EXTRACTED DATA:
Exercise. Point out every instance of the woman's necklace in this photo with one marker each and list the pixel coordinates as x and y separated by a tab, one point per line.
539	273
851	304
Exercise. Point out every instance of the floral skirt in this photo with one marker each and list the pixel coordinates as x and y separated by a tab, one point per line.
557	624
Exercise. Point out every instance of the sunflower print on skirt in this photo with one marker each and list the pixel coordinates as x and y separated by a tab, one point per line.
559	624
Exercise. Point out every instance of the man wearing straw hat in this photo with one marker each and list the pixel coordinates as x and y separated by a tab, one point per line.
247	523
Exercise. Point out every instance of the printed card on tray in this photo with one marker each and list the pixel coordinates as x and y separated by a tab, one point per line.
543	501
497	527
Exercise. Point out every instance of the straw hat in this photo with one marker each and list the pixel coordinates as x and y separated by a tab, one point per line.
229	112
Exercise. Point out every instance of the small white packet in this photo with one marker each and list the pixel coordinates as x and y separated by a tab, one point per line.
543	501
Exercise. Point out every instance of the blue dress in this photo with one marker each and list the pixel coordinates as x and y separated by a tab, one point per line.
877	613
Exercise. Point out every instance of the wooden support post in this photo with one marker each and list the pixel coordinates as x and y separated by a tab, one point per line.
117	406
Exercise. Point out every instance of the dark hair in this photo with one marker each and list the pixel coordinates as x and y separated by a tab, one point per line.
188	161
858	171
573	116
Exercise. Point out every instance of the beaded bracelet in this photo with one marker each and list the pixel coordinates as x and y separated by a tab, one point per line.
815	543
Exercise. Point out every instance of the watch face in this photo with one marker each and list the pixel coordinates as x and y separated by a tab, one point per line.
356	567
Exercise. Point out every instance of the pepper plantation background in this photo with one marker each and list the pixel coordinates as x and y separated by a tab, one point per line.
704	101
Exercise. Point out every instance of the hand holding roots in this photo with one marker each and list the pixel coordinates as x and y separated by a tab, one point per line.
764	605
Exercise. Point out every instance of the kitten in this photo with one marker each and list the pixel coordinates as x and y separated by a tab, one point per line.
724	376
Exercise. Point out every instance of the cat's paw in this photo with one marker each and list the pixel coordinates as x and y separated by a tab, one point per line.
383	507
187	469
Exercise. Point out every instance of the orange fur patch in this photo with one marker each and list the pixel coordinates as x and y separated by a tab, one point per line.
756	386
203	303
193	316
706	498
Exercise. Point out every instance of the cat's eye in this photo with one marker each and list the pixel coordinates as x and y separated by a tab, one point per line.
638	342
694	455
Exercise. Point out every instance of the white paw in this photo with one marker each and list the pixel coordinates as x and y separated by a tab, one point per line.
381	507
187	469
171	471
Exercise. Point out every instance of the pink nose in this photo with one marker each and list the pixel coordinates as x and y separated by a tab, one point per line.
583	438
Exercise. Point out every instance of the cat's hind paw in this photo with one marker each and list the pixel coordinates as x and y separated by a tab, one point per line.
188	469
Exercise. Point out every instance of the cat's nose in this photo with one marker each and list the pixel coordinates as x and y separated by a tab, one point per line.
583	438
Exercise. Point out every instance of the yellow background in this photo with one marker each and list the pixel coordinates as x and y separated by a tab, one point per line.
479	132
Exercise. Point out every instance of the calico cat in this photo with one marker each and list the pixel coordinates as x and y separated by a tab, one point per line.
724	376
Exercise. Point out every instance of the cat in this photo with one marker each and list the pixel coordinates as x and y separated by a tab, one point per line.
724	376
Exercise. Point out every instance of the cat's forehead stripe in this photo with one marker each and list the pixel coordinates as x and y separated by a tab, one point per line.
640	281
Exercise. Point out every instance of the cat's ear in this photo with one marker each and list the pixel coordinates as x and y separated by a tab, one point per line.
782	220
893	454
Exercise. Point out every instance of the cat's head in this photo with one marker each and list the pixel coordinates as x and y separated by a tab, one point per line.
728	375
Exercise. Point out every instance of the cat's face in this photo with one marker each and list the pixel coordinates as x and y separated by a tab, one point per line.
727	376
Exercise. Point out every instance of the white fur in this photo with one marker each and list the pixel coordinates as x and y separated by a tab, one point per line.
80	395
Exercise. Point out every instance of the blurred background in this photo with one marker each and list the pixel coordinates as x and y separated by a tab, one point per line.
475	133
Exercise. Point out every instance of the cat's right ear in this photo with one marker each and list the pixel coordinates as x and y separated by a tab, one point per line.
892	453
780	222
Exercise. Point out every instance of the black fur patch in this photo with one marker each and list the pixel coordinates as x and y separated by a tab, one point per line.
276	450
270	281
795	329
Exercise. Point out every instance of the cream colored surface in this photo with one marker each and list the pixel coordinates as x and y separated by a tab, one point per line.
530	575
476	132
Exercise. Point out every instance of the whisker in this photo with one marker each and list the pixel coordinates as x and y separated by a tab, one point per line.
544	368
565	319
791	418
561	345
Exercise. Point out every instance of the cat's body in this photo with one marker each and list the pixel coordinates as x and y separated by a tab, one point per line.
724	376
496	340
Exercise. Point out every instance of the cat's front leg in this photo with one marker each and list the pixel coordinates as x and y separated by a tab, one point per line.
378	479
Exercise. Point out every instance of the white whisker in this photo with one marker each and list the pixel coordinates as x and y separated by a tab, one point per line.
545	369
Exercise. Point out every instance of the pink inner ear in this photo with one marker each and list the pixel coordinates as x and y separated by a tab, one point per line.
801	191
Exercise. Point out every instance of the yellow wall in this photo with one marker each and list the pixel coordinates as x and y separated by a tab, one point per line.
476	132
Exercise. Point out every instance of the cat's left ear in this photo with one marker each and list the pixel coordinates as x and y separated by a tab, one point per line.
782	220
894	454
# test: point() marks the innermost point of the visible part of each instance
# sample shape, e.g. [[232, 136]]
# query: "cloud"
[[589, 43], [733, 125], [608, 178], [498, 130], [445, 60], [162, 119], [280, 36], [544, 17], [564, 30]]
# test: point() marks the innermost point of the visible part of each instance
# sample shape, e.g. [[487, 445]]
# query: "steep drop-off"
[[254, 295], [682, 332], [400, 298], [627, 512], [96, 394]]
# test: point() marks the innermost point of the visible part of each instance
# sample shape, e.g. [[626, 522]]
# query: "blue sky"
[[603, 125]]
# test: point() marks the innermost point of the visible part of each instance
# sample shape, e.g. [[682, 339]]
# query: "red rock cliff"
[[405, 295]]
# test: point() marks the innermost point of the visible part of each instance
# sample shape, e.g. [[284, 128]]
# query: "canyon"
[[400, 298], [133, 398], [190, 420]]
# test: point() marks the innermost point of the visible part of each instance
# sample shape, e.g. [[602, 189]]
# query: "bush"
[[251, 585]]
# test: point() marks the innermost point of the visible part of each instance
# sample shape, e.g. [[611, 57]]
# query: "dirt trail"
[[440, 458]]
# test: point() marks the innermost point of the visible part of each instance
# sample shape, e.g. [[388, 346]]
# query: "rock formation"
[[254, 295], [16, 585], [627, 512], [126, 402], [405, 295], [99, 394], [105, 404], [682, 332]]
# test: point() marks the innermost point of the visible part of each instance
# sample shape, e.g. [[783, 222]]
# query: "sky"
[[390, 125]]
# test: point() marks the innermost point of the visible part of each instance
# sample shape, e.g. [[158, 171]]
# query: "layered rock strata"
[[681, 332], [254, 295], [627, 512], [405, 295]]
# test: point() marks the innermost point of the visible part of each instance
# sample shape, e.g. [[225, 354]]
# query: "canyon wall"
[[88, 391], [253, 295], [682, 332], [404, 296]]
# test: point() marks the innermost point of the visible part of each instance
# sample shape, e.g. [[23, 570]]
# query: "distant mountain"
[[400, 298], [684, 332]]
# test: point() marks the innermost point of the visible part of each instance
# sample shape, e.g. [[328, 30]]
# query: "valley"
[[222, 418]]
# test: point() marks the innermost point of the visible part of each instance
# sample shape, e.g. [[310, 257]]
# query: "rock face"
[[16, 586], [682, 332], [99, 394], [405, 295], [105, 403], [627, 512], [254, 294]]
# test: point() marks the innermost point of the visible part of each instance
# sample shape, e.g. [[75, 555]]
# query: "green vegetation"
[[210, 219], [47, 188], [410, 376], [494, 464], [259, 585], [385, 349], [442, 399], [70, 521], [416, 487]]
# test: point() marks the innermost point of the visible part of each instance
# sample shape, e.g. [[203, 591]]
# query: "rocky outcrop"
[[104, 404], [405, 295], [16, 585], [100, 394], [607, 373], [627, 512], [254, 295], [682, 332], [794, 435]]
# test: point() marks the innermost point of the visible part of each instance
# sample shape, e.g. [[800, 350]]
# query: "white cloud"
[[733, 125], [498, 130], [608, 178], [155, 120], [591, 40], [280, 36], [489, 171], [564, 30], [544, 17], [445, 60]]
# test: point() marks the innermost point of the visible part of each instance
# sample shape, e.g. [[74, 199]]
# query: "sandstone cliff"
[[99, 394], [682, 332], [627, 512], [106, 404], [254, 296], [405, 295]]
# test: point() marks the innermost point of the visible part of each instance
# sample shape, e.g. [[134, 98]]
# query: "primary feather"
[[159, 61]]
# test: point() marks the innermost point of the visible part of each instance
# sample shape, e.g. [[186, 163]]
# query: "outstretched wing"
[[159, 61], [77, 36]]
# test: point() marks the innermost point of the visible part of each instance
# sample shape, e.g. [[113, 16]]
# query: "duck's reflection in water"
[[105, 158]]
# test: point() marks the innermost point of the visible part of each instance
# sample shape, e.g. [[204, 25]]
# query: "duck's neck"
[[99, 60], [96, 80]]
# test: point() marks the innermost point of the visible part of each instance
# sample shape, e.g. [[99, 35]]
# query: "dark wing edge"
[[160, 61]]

WORK TO BE COMPLETED: Above are the entries. Output exactly the lines beginning with the line that has "# sample shape, e.g. [[602, 189]]" and ending with the line that has "# sample shape, e.g. [[75, 555]]".

PROBLEM SOLUTION:
# sample shape, e.g. [[602, 189]]
# query: "bush"
[[251, 585]]
# test: point() marks the innermost point of the visible part of each instance
# sample shape, e.g. [[611, 57]]
# query: "dirt trail"
[[440, 458]]
# test: point() marks the innermost point of the visible part of each instance
# sample shape, e.g. [[388, 346]]
# query: "rock formation"
[[254, 295], [16, 585], [627, 512], [126, 402], [405, 295], [99, 394], [105, 404], [682, 332]]
# test: point() marks the innermost point of the visible part of each instance
# sample shape, e.g. [[783, 222]]
# query: "sky"
[[390, 125]]
# test: point() marks the innermost point of the visible part of each instance
# sample shape, e.g. [[158, 171]]
# query: "layered rock strata"
[[681, 332], [254, 295], [627, 512], [405, 295]]
# test: point() marks the innermost point of the visible part of each instance
# sample shape, e.g. [[225, 354]]
# query: "canyon wall"
[[88, 391], [253, 295], [682, 332], [404, 296]]
# test: point() marks the innermost point of the visible part of each instance
# sample shape, e.g. [[23, 570]]
# query: "distant mountain"
[[400, 298], [684, 332]]
# test: point() marks the innermost point of the visible part of each instance
# sample shape, e.g. [[328, 30]]
# query: "valley"
[[222, 418]]
# test: point() marks the innermost point of the visible part of each instance
# sample shape, e.g. [[310, 257]]
# query: "rock face"
[[16, 586], [682, 332], [99, 394], [405, 295], [105, 403], [627, 512], [254, 294]]
# test: point() marks the innermost point of the visible part of each instance
# sample shape, e.g. [[75, 555]]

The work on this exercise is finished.